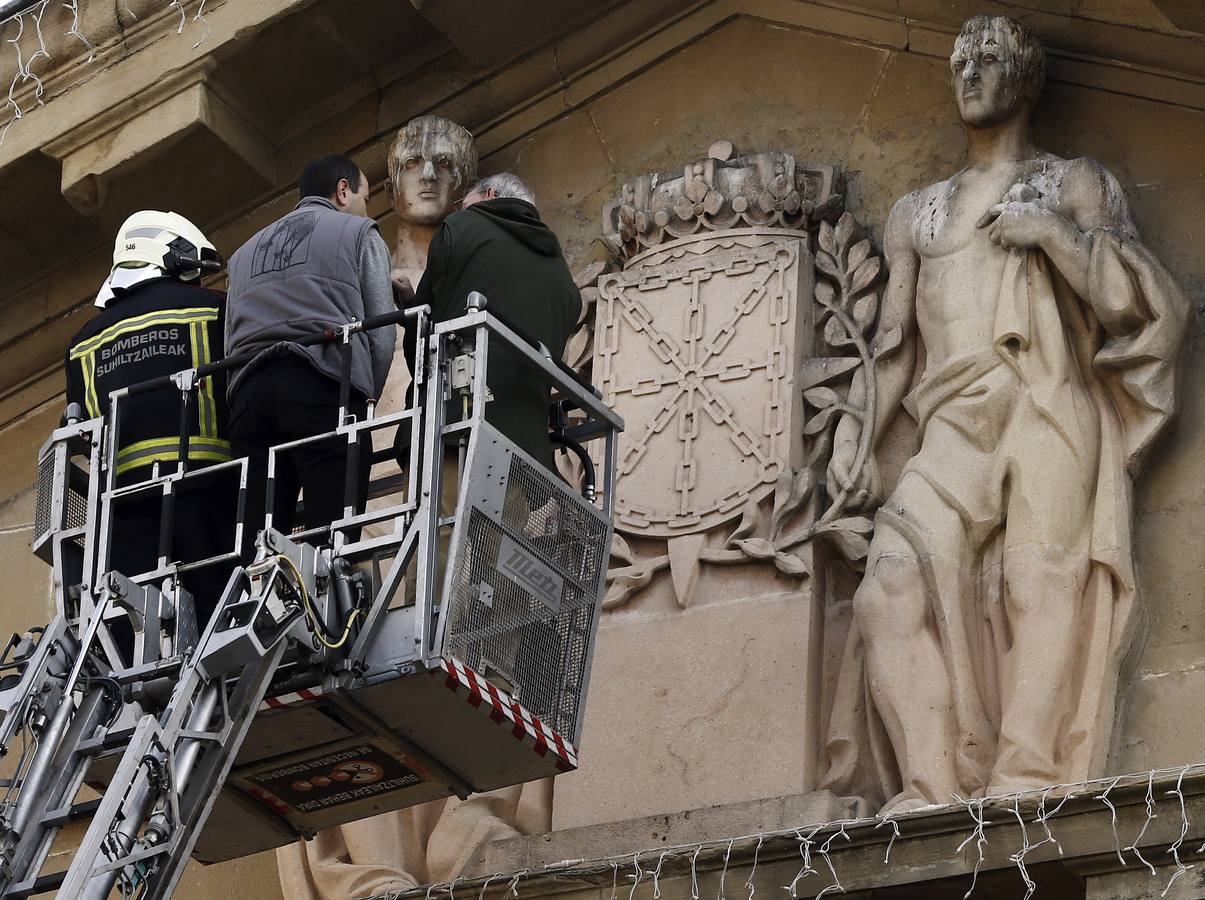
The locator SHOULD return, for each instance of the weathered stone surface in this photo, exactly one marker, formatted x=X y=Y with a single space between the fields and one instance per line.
x=724 y=683
x=646 y=86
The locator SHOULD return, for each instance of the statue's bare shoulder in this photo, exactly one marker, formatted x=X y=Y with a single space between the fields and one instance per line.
x=1085 y=192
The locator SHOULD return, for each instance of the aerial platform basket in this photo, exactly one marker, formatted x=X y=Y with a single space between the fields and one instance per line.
x=499 y=703
x=348 y=670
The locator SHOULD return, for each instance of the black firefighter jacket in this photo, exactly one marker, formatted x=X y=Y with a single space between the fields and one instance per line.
x=150 y=330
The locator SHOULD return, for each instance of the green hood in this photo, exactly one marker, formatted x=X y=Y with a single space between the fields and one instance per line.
x=521 y=221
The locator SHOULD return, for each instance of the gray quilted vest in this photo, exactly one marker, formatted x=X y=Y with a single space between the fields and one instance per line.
x=297 y=277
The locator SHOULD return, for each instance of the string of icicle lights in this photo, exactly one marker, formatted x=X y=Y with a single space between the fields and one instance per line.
x=816 y=845
x=23 y=36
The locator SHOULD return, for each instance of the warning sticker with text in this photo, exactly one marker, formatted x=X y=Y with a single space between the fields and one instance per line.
x=334 y=778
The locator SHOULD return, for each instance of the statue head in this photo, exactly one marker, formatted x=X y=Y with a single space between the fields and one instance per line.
x=998 y=68
x=431 y=162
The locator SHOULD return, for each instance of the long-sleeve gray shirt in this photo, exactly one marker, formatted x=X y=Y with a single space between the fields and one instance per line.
x=376 y=288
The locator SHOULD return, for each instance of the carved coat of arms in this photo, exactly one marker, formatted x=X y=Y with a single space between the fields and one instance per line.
x=726 y=339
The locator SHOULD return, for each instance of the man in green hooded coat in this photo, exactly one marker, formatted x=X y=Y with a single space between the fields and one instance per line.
x=498 y=246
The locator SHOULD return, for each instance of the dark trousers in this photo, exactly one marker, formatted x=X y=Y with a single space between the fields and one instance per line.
x=283 y=400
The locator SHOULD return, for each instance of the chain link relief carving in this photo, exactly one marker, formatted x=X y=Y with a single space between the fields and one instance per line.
x=730 y=353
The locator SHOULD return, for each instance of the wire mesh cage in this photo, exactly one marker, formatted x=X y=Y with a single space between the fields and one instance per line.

## EXERCISE REQUIREMENTS
Go through the listing above and quote it exactly, apart from its images.

## ANSWER SECTION
The locator SHOULD return, for each instance of the weathered stone surface in this photo, exactly one marker, formatted x=X y=Y with a single space between the fields and one instance per line.
x=724 y=683
x=646 y=86
The locator SHOULD return, for each instance of the statue's bare shoulder in this photo, exactly one marker, formatted x=X y=Y with a single space between the fields and one instance per line.
x=1085 y=192
The locator SHOULD return, for each instance of the aerial platform basket in this photo, exactly one marker, formatted x=X y=Y with a single space between the fields and one instance per line.
x=499 y=703
x=348 y=670
The locator SHOULD return, for each instance of the black firefighter jacket in this photo, exactly one marker, formatted x=X y=Y with a single space between the fields and one instance per line.
x=150 y=330
The locator SHOULD return, for each instance of the green hood in this photo, exactly one marker, formatted x=X y=Y with a single space between the fields and one instance per line.
x=521 y=221
The locator SHOULD return, for each instance of the gray quilted vest in this photo, exactly one marker, formatted x=X y=Y with a single space between the fields and one instance per line.
x=297 y=277
The locator SHOULD return, for each instance of the string of icicle lights in this photo, exactly one marker, formatted x=X y=Y with a single space between the fields and one instance per line.
x=816 y=845
x=23 y=36
The locator SHOULD return, for each instance of the warning sticker with text in this photo, exactly one marker, formatted x=X y=Y with a single space between the fields and one instance per line.
x=334 y=778
The locator SHOULD return, for each instance of the statue head in this photo, exactly one marker, formatted x=X y=Y with a single space between the fields and one instance per line.
x=998 y=68
x=431 y=162
The locator SHOULD return, for each instance of the long-sleeve gray shirt in this photo, exactly one marker, formatted x=X y=Y with a single space between the fields and one instance per line.
x=376 y=288
The locator SHOULD return, for each instance of the carved coat of arms in this photo, exactly one marker, formatted x=X y=Y with a single space between the fields and one instance per line.
x=726 y=339
The locator SHOULD return, for each instance of the man in green hooded coat in this photo, exactly one marker, formatted x=X y=Y with a single space between the fields and one instance per line.
x=498 y=246
The locator SHOULD return, for each instance of the dark trousers in this photo, exactly one marker, formatted x=X y=Y with a single space between the fields and one instance per line.
x=283 y=400
The locator SHOULD return, for each instance of the chain link relief carving in this photo, exactly one marker, formatted x=X y=Y with a single space between the fields and one instance per line.
x=730 y=353
The locator SHOULD return, for each instance of the wire mesh cage in this photo, exactly one marker, formatted x=X y=Y with a single space between the fields and one instance per line.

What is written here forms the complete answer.